WHAT YOU NEED TO DO — Set down exactly the lines from the one containing "OUTPUT = bare" through the last line of the data below, and no others.

THE RECORDS —
----------
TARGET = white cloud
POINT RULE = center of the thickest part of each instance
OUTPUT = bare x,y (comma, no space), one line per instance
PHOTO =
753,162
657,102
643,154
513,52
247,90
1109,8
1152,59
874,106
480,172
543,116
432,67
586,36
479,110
----------
ANSWER TO THIS PROBLEM —
OUTPUT = bare x,y (comma, no space), one line per instance
PHOTO =
753,162
657,102
643,154
513,52
247,90
1109,8
1152,59
874,106
480,172
543,116
432,67
586,36
479,110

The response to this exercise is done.